→ REQUIREMENT
Each record that follows is to be duplicated exactly, though its pictures are not.

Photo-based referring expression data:
-----

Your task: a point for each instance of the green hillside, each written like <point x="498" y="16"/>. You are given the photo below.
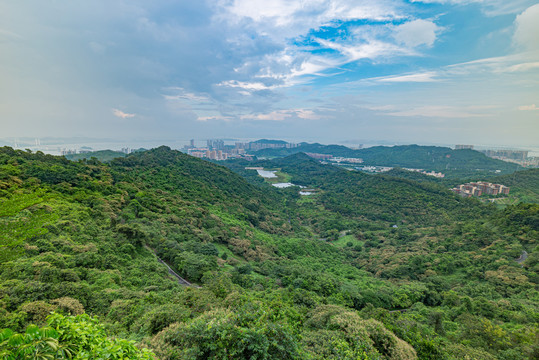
<point x="101" y="155"/>
<point x="524" y="185"/>
<point x="275" y="275"/>
<point x="454" y="163"/>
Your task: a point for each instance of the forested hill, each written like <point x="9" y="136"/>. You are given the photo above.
<point x="457" y="162"/>
<point x="524" y="184"/>
<point x="101" y="155"/>
<point x="382" y="198"/>
<point x="277" y="275"/>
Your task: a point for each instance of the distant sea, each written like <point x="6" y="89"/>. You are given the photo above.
<point x="57" y="145"/>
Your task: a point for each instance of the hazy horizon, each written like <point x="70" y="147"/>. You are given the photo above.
<point x="330" y="71"/>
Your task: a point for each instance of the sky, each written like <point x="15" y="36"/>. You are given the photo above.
<point x="416" y="71"/>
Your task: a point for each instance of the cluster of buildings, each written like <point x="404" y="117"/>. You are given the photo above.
<point x="480" y="188"/>
<point x="216" y="149"/>
<point x="208" y="154"/>
<point x="335" y="159"/>
<point x="520" y="157"/>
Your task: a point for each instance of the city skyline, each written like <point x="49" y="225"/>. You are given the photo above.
<point x="420" y="71"/>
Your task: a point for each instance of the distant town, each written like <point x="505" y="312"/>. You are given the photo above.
<point x="221" y="149"/>
<point x="480" y="188"/>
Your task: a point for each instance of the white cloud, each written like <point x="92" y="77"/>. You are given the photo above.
<point x="216" y="117"/>
<point x="527" y="28"/>
<point x="121" y="114"/>
<point x="182" y="94"/>
<point x="429" y="76"/>
<point x="417" y="32"/>
<point x="281" y="115"/>
<point x="531" y="107"/>
<point x="441" y="112"/>
<point x="293" y="18"/>
<point x="490" y="7"/>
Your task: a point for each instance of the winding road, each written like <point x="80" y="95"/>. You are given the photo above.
<point x="181" y="280"/>
<point x="522" y="257"/>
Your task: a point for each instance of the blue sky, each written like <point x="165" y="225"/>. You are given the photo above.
<point x="418" y="71"/>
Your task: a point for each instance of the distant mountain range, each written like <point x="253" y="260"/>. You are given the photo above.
<point x="456" y="162"/>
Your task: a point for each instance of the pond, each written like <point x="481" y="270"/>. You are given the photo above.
<point x="267" y="174"/>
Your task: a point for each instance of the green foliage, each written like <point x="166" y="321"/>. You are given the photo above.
<point x="79" y="337"/>
<point x="277" y="275"/>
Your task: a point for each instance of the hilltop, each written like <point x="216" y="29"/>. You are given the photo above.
<point x="455" y="163"/>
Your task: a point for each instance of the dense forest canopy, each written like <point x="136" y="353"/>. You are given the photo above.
<point x="368" y="267"/>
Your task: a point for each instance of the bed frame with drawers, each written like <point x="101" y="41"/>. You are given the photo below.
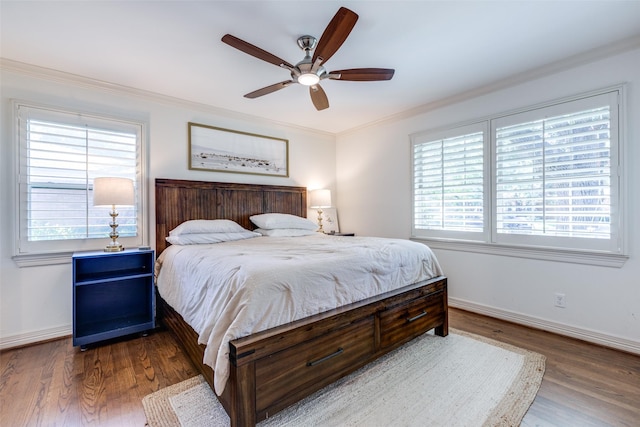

-----

→ EXERCISE RESPONSE
Your task: a point for each instance of the green hillside, each written like <point x="498" y="16"/>. You are given the photo below.
<point x="101" y="155"/>
<point x="524" y="185"/>
<point x="275" y="275"/>
<point x="454" y="163"/>
Your task: a point for each instance of the forested hill, each written like <point x="9" y="136"/>. You are given the photo above.
<point x="457" y="162"/>
<point x="524" y="184"/>
<point x="101" y="155"/>
<point x="382" y="198"/>
<point x="277" y="275"/>
Your task: a point for each instance of the distant sea, each written like <point x="6" y="89"/>. You are given the photo above.
<point x="57" y="145"/>
Your task: a point for each instance of the hazy horizon, each written like <point x="70" y="147"/>. You are given the photo above.
<point x="330" y="71"/>
Your task: a point for each instance of the sky, each written like <point x="15" y="36"/>. You are given the photo above.
<point x="416" y="71"/>
Your task: a point for each instance of the cluster of buildings, each written like <point x="404" y="117"/>. You are given the photo above.
<point x="480" y="188"/>
<point x="216" y="149"/>
<point x="208" y="154"/>
<point x="335" y="159"/>
<point x="520" y="157"/>
Your task: a point for each instance of the city skyline, each written like <point x="49" y="225"/>. You are given the photo above.
<point x="420" y="71"/>
Your task: a point for each instance of the distant town, each written like <point x="505" y="312"/>. You are given the photo above.
<point x="221" y="149"/>
<point x="480" y="188"/>
Your task: a point for each instance of the white cloud, each written like <point x="92" y="77"/>. You are given the photo above.
<point x="216" y="117"/>
<point x="527" y="28"/>
<point x="121" y="114"/>
<point x="182" y="94"/>
<point x="429" y="76"/>
<point x="417" y="32"/>
<point x="281" y="115"/>
<point x="531" y="107"/>
<point x="441" y="112"/>
<point x="293" y="18"/>
<point x="490" y="7"/>
Your task: a point for each instance of the winding road, each written like <point x="80" y="95"/>. You are given the photo above.
<point x="181" y="280"/>
<point x="522" y="257"/>
Your task: a point for each instance of the blue sky, each written like <point x="165" y="225"/>. You are given the photo above.
<point x="418" y="71"/>
Your task: a point for each instance of the distant mountain range, each written like <point x="253" y="260"/>. You are given the photo above.
<point x="456" y="162"/>
Your task: a point for each instance of the pond, each written like <point x="481" y="270"/>. You are given the photo above.
<point x="267" y="174"/>
Your task: a point for each instance of the green foliage, each written like <point x="166" y="321"/>. You are given the photo above.
<point x="79" y="337"/>
<point x="277" y="275"/>
Your task: a point for each instance of the hilltop, each written like <point x="216" y="29"/>. You are given the photo above.
<point x="455" y="163"/>
Your task: a point for each instance of the dense forest canopy, each written like <point x="136" y="353"/>. You are given the photo above.
<point x="368" y="267"/>
Your task: a point for each instance of the bed frame with drawers, each written like <point x="101" y="41"/>. You are given the photo below.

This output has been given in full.